(Dataset entries)

..........

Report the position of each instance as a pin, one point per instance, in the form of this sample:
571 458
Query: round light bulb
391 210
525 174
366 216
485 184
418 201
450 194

..........

■ **The problem**: Transcribe every record verbatim.

■ **Answer for this exercise**:
Report the position of each instance as a pin, one point per instance, in the form of this sample:
571 458
Query: round light bulb
391 210
525 174
366 216
485 184
418 201
450 194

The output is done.